→ **Selected extract**:
= = = = =
Method 1: SAS/IML EIGEN Call: The following statements compute the eigenvalues and eigenvectors of M by using a built-in algorithm in SAS. This algorithm was introduce in SAS version 6 and was the default algorithm until SAS 9.4.

proc iml;
reset FUZZ;         /* print very small numbers as 0 */
M = {1  2  3,
     4  5  6,
     7  8  9};
reset EIGEN93;      /* use "9.3" algorithm; no vendor BLAS (option required for SAS 9.4m3) */
call eigen(EigVal, SASEigVec, M);
print EigVal, SASEigVec[colname=("E1":"E3")];

Notice that the eigenvalues are sorted by their real part, not by their magnitude. The eigenvectors are returned in a matrix. The i_th column of the matrix is an eigenvector for the i_th eigenvalue. Notice that the eigenvector for the largest eigenvalue (the first column) has all positive components. The eigenvector for the zero eigenvalue (the second column) has a negative component in the second coordinate. The eigenvector for the negative eigenvalue (the third column) has a negative component in the third coordinate.

Method 2: Intel MKL BLAS: Starting with SAS/IML 14.1, you can instruct SAS/IML to call the Intel Math Kernel Library for eigenvalue computation if you are running SAS on a computer that has the MKL installed. This feature is the default behavior in SAS/IML 14.1 (SAS 9.4m3), which is why the previous example used RESET NOEIGEN93 to get the older "9.3 and before" algorithm. The output for the following statements assumes that you are running SAS 9.4m3 or later and your computer has Intel's MKL.

reset NOEIGEN93;   /* use Intel MKL, if available */
call eigen(EigVal, MKLEigVec, M);
print MKLEigVec[colname=("E1":"E3")];

This is a different result than before, but it is still a valid set of eigenvectors The first and third eigenvectors are the negative of the eigenvectors in the previous experiment. The eigenvectors are sorted in the same order, but that is because SAS (for consistency with earlier releases) internally sorts the eigenvectors that the MKL returns.

Method 3: MATLAB: The following MATLAB statements compute the eigenvalue and eigenvectors for the same matrix:

M = [1, 2, 3; 4, 5, 6; 7, 8, 9];
[EigVec, EigVal] = eig(M);
EigVec =
-0.2320   -0.7858    0.4082
-0.5253   -0.0868   -0.8165
-0.8187    0.6123    0.4082

The eigenvalues are not displayed, but you can tell from the output that the eigenvalues are ordered by magnitude: 16.1, -1.1, and 0. The eigenvectors are the same as the MKL results (within rounding precision), but they are presented in a different order.
= = = = =
→ **Provided material**:

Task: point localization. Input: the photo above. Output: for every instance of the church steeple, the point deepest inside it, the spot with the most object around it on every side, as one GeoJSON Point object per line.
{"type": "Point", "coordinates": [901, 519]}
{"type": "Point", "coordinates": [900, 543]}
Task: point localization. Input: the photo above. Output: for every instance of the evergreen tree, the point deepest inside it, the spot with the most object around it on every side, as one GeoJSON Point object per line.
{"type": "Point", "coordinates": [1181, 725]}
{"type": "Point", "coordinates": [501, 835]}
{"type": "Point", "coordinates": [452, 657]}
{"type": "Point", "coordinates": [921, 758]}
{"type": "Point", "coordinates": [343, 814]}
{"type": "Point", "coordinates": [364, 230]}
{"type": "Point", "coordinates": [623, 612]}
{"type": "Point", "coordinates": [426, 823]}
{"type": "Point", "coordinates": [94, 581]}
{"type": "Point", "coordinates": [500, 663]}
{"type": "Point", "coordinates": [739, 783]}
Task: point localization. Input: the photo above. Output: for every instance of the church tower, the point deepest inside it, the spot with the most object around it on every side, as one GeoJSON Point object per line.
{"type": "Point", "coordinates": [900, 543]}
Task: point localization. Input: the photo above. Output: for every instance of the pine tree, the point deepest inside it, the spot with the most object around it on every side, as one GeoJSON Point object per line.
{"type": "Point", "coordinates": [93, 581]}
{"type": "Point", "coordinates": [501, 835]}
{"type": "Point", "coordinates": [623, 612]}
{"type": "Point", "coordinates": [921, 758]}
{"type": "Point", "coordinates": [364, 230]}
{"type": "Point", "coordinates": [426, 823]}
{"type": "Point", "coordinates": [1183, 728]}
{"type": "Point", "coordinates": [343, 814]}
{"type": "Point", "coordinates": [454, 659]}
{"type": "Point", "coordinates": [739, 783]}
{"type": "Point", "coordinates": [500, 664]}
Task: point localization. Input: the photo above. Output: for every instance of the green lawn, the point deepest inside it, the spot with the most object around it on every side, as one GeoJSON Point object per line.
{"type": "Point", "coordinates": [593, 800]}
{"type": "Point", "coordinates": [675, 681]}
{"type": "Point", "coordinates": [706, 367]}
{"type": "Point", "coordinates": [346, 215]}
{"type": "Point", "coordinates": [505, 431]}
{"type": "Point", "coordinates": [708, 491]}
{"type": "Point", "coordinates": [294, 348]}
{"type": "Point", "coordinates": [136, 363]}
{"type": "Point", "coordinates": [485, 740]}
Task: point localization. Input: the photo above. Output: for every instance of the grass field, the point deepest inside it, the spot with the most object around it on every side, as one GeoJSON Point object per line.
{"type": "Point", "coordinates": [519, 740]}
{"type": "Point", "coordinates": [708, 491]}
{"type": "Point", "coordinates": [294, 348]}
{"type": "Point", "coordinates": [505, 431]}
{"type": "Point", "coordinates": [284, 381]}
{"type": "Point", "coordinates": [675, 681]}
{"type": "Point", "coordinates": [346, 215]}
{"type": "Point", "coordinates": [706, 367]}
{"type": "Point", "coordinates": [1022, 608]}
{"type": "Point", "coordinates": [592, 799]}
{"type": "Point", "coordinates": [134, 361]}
= = = = =
→ **Exercise description**: Decide whether each statement below agrees with the passage on computing eigenvectors. Answer yes or no, and quote the words of the passage that settle it. 1. The SAS/IML EIGEN call sorts the eigenvalues by their magnitude. 2. With the Intel MKL, the first and third eigenvectors are the negatives of those from the first method. 3. The MATLAB eigenvectors match the MKL results but appear in a different order.

→ **Full answer**:
1. No: "Notice that the eigenvalues are sorted by their real part, not by their magnitude."
2. Yes: "The first and third eigenvectors are the negative of the eigenvectors in the previous experiment."
3. Yes: "The eigenvectors are the same as the MKL results (within rounding precision), but they are presented in a different order."